● EXERCISE BRIEF
Return each line of the data below verbatim; pictures are to be left out.

● INPUT DATA
┌──
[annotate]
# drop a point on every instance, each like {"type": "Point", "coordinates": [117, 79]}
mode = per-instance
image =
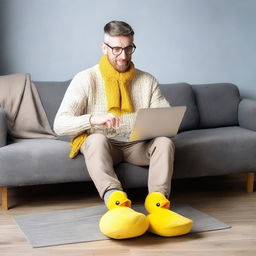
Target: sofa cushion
{"type": "Point", "coordinates": [182, 94]}
{"type": "Point", "coordinates": [217, 104]}
{"type": "Point", "coordinates": [216, 151]}
{"type": "Point", "coordinates": [39, 161]}
{"type": "Point", "coordinates": [51, 95]}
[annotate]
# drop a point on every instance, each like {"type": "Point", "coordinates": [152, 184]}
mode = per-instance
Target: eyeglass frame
{"type": "Point", "coordinates": [123, 48]}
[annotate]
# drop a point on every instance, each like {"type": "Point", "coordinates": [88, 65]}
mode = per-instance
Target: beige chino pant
{"type": "Point", "coordinates": [102, 154]}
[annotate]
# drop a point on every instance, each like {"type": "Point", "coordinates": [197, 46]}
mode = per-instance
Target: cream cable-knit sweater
{"type": "Point", "coordinates": [85, 96]}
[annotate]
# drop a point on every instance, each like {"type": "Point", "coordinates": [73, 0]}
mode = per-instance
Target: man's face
{"type": "Point", "coordinates": [122, 61]}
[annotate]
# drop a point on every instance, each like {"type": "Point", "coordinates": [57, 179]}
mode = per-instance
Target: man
{"type": "Point", "coordinates": [99, 108]}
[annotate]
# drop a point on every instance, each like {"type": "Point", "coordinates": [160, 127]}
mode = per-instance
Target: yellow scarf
{"type": "Point", "coordinates": [117, 89]}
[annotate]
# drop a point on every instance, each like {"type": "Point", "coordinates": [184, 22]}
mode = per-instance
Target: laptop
{"type": "Point", "coordinates": [155, 122]}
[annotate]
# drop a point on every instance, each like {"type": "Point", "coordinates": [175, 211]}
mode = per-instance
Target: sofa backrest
{"type": "Point", "coordinates": [179, 94]}
{"type": "Point", "coordinates": [208, 105]}
{"type": "Point", "coordinates": [217, 104]}
{"type": "Point", "coordinates": [51, 95]}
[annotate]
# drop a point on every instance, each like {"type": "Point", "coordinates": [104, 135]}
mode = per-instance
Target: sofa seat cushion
{"type": "Point", "coordinates": [209, 152]}
{"type": "Point", "coordinates": [39, 161]}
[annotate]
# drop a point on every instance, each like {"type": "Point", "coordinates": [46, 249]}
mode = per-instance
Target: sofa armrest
{"type": "Point", "coordinates": [3, 128]}
{"type": "Point", "coordinates": [247, 114]}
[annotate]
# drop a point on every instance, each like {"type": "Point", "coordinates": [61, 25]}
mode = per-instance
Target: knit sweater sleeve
{"type": "Point", "coordinates": [70, 118]}
{"type": "Point", "coordinates": [157, 98]}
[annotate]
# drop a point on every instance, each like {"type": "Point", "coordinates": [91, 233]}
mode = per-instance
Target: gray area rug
{"type": "Point", "coordinates": [81, 225]}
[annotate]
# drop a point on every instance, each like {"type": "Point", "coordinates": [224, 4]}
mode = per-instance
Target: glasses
{"type": "Point", "coordinates": [118, 50]}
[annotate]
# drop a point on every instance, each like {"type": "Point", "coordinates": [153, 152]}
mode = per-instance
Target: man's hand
{"type": "Point", "coordinates": [109, 120]}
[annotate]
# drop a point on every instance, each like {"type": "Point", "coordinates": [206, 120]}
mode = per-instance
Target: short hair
{"type": "Point", "coordinates": [118, 28]}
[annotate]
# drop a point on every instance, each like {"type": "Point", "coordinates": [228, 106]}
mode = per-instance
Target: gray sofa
{"type": "Point", "coordinates": [216, 137]}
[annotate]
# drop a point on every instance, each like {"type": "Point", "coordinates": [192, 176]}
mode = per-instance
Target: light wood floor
{"type": "Point", "coordinates": [221, 197]}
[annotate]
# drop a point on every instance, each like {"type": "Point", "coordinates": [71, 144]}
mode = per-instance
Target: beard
{"type": "Point", "coordinates": [120, 66]}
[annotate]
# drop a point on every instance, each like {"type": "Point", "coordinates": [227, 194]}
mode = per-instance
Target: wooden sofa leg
{"type": "Point", "coordinates": [250, 182]}
{"type": "Point", "coordinates": [4, 193]}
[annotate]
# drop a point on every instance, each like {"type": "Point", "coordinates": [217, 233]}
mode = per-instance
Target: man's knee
{"type": "Point", "coordinates": [95, 141]}
{"type": "Point", "coordinates": [164, 143]}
└──
● CORRECT RESULT
[annotate]
# drop a point on every instance, each like {"type": "Point", "coordinates": [117, 79]}
mode = per-instance
image =
Target: sofa cushion
{"type": "Point", "coordinates": [182, 94]}
{"type": "Point", "coordinates": [217, 104]}
{"type": "Point", "coordinates": [216, 151]}
{"type": "Point", "coordinates": [39, 161]}
{"type": "Point", "coordinates": [51, 95]}
[annotate]
# drop a point on every instance, each like {"type": "Point", "coordinates": [152, 184]}
mode = per-instance
Target: eyeglass frame
{"type": "Point", "coordinates": [123, 48]}
[annotate]
# drop a point on every instance, each like {"type": "Point", "coordinates": [88, 65]}
mode = per-instance
Target: beige chino pant
{"type": "Point", "coordinates": [102, 154]}
[annotate]
# drop a point on every instance, each like {"type": "Point", "coordinates": [197, 46]}
mode = per-instance
Target: cream cable-knit sweater
{"type": "Point", "coordinates": [85, 96]}
[annotate]
# drop a point on every instance, each like {"type": "Point", "coordinates": [73, 0]}
mode = per-instance
Target: man's face
{"type": "Point", "coordinates": [122, 61]}
[annotate]
# drop a point on every instance, each like {"type": "Point", "coordinates": [57, 179]}
mode = per-instance
Target: man
{"type": "Point", "coordinates": [99, 108]}
[annotate]
# drop a point on every instance, each like {"type": "Point", "coordinates": [160, 127]}
mode = per-instance
Target: yellow scarf
{"type": "Point", "coordinates": [117, 89]}
[annotate]
# drop a point on every instance, each like {"type": "Point", "coordinates": [184, 22]}
mode = per-instance
Target: laptop
{"type": "Point", "coordinates": [155, 122]}
[annotate]
# drop a point on every instance, each like {"type": "Point", "coordinates": [175, 211]}
mode = per-instance
Target: sofa backrest
{"type": "Point", "coordinates": [179, 94]}
{"type": "Point", "coordinates": [208, 105]}
{"type": "Point", "coordinates": [217, 104]}
{"type": "Point", "coordinates": [51, 95]}
[annotate]
# drop a point on every instance, each like {"type": "Point", "coordinates": [104, 135]}
mode = per-instance
Target: sofa seat cushion
{"type": "Point", "coordinates": [209, 152]}
{"type": "Point", "coordinates": [39, 161]}
[annotate]
# drop a point on every instance, each like {"type": "Point", "coordinates": [46, 249]}
mode = per-instance
Target: sofa armrest
{"type": "Point", "coordinates": [3, 128]}
{"type": "Point", "coordinates": [247, 114]}
[annotate]
# drop a point on every instance, each like {"type": "Point", "coordinates": [61, 25]}
mode = per-instance
Target: knit sweater sleeve
{"type": "Point", "coordinates": [70, 118]}
{"type": "Point", "coordinates": [157, 98]}
[annotate]
# drop a point on every instance, each like {"type": "Point", "coordinates": [91, 233]}
mode = per-instance
Target: gray area rug
{"type": "Point", "coordinates": [81, 225]}
[annotate]
# drop a point on every instance, each like {"type": "Point", "coordinates": [224, 4]}
mode = per-instance
Target: glasses
{"type": "Point", "coordinates": [118, 50]}
[annotate]
# drop a point on every instance, each like {"type": "Point", "coordinates": [153, 152]}
mode = per-instance
Target: man's hand
{"type": "Point", "coordinates": [109, 120]}
[annotate]
# drop a point on every instance, each like {"type": "Point", "coordinates": [206, 120]}
mode = per-instance
Target: short hair
{"type": "Point", "coordinates": [118, 28]}
[annotate]
# drop a point on every instance, each like {"type": "Point", "coordinates": [228, 106]}
mode = per-instance
Target: gray sofa
{"type": "Point", "coordinates": [216, 137]}
[annotate]
# drop a point on every instance, each like {"type": "Point", "coordinates": [192, 176]}
mode = per-instance
Target: light wood floor
{"type": "Point", "coordinates": [221, 197]}
[annotate]
# drop a point on every instance, each like {"type": "Point", "coordinates": [71, 144]}
mode = per-instance
Target: beard
{"type": "Point", "coordinates": [120, 66]}
[annotate]
# drop a point on every instance, each like {"type": "Point", "coordinates": [227, 194]}
mode = per-instance
Target: wooden sofa leg
{"type": "Point", "coordinates": [250, 182]}
{"type": "Point", "coordinates": [4, 193]}
[annotate]
# drop a point on every instance, each like {"type": "Point", "coordinates": [217, 233]}
mode = per-instance
Target: man's knee
{"type": "Point", "coordinates": [95, 141]}
{"type": "Point", "coordinates": [164, 143]}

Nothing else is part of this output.